__Порядок выполнения__: Выведите без изменений фрагмент материала от строки, содержащей «Point out every instance of the concrete walkway», до строки, содержащей «x=628, y=211», включительно. Изображения в ответ не включайте.

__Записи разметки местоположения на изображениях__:
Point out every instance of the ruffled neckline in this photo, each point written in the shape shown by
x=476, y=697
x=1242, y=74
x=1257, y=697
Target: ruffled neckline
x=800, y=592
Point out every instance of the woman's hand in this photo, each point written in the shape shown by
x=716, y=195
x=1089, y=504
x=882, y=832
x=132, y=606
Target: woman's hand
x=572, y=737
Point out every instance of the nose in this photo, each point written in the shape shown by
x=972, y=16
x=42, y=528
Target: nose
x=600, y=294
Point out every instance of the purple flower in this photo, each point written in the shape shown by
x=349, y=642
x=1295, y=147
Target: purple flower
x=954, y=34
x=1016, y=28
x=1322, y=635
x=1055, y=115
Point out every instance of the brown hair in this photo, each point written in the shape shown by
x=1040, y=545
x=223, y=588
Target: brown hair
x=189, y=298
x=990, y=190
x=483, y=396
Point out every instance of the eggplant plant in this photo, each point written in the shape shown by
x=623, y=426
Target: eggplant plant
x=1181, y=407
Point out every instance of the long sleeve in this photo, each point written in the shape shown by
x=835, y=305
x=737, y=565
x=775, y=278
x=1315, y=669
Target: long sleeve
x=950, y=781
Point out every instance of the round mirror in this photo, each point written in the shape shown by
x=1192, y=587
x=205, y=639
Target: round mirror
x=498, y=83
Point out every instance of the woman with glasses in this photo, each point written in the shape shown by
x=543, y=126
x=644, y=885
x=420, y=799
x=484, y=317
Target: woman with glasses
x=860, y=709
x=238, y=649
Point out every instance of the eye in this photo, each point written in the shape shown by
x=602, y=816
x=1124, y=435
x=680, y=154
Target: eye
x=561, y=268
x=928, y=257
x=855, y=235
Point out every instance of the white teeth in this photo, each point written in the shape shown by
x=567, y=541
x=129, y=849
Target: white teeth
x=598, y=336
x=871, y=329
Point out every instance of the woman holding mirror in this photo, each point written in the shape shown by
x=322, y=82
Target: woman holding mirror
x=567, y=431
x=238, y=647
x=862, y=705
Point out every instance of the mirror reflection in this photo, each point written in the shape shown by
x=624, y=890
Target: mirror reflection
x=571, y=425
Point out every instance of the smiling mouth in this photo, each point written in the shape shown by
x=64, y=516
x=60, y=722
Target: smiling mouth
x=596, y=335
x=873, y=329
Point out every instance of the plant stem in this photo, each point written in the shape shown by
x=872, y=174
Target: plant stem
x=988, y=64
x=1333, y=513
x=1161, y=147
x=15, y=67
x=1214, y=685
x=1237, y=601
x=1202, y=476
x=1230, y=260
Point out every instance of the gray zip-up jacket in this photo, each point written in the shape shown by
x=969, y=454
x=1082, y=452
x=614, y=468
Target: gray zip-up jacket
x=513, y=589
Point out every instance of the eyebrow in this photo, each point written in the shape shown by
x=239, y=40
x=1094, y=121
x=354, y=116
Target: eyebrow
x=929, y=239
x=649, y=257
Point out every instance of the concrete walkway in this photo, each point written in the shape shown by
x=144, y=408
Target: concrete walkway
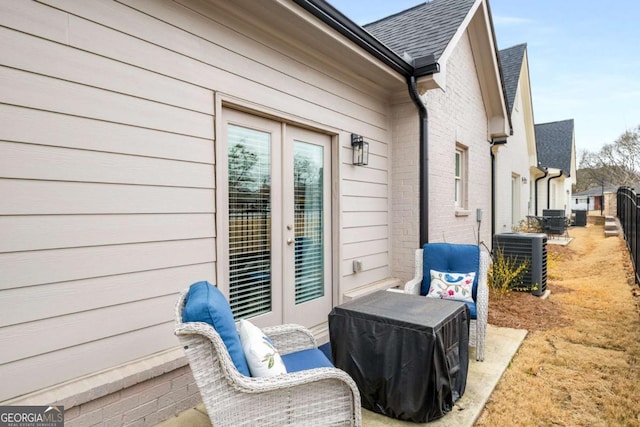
x=501, y=345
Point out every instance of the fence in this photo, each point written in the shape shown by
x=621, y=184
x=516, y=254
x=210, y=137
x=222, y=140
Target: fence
x=628, y=211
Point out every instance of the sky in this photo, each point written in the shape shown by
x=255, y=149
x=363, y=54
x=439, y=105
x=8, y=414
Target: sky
x=584, y=58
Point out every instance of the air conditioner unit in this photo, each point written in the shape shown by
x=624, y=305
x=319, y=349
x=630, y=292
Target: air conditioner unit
x=531, y=247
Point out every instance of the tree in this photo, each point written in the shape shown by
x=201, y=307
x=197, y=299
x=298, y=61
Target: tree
x=617, y=163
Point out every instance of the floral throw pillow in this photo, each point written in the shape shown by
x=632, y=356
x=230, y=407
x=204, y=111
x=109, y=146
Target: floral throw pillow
x=262, y=357
x=455, y=286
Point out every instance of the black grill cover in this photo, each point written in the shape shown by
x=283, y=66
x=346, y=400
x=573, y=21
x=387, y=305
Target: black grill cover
x=408, y=354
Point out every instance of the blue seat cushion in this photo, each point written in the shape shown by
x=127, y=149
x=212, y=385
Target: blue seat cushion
x=450, y=258
x=205, y=303
x=306, y=359
x=473, y=313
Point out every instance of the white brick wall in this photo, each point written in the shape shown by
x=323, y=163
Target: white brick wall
x=512, y=159
x=405, y=189
x=456, y=115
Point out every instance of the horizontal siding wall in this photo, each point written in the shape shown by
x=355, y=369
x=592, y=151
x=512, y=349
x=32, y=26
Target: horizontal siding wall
x=107, y=171
x=107, y=177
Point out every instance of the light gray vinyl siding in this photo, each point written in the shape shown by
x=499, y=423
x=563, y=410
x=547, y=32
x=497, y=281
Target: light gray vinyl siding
x=108, y=171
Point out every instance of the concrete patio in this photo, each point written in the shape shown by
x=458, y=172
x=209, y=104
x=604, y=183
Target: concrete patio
x=501, y=345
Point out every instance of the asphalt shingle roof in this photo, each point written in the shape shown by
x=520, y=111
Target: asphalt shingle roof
x=422, y=30
x=554, y=142
x=511, y=60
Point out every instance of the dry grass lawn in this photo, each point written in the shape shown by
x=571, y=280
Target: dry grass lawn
x=579, y=365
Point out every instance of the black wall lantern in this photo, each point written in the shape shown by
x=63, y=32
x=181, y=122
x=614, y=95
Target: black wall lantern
x=360, y=150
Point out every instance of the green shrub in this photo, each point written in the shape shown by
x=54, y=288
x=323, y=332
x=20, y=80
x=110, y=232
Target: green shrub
x=506, y=274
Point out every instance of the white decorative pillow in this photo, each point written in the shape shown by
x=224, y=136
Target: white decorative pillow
x=262, y=357
x=455, y=286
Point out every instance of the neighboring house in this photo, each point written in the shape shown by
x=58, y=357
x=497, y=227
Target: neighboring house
x=555, y=143
x=465, y=111
x=516, y=162
x=146, y=145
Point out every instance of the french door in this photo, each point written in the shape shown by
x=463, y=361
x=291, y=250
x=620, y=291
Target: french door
x=277, y=221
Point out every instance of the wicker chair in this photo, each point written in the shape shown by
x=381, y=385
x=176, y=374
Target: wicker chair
x=478, y=325
x=320, y=396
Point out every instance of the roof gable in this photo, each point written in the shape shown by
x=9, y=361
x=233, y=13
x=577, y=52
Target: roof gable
x=554, y=143
x=425, y=29
x=511, y=61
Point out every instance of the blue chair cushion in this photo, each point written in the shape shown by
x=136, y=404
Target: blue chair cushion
x=205, y=303
x=473, y=313
x=451, y=258
x=306, y=359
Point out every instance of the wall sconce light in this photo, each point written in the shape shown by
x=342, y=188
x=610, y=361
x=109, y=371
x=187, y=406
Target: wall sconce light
x=360, y=150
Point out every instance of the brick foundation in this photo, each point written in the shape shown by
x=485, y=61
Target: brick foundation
x=143, y=393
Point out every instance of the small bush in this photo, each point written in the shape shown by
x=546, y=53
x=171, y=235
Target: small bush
x=506, y=273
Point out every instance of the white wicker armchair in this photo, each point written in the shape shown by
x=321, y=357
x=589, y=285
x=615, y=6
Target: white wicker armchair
x=321, y=396
x=478, y=326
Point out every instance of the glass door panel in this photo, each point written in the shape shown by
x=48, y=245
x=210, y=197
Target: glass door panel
x=307, y=211
x=250, y=253
x=308, y=172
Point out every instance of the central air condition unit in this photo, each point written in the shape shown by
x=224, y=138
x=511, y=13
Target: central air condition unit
x=531, y=247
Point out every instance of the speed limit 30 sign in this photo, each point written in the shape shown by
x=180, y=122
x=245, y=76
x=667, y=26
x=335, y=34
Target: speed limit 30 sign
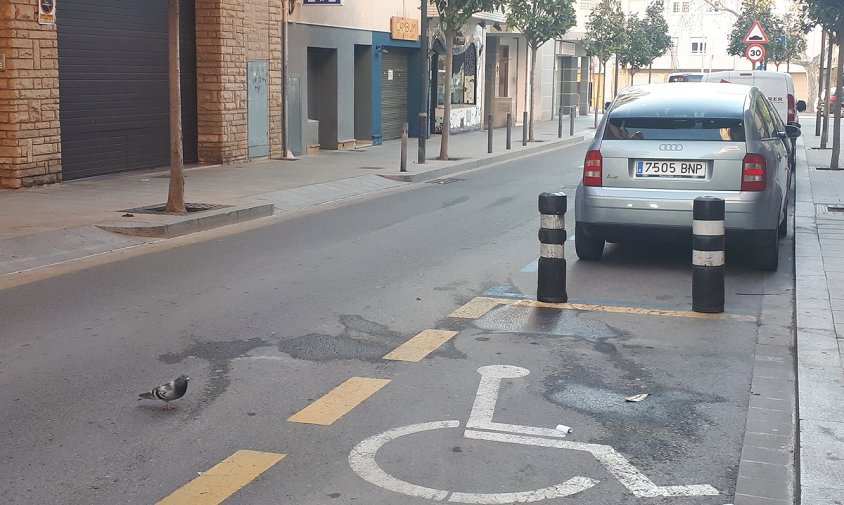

__Письменное решение__:
Point out every instance of the concrete walkway in this photo, each point written in the shape shown by
x=144, y=408
Target: concrete walkway
x=501, y=345
Point out every instance of the fence in this photo, each point written in the shape shown by
x=621, y=184
x=516, y=254
x=210, y=137
x=222, y=140
Target: fence
x=628, y=211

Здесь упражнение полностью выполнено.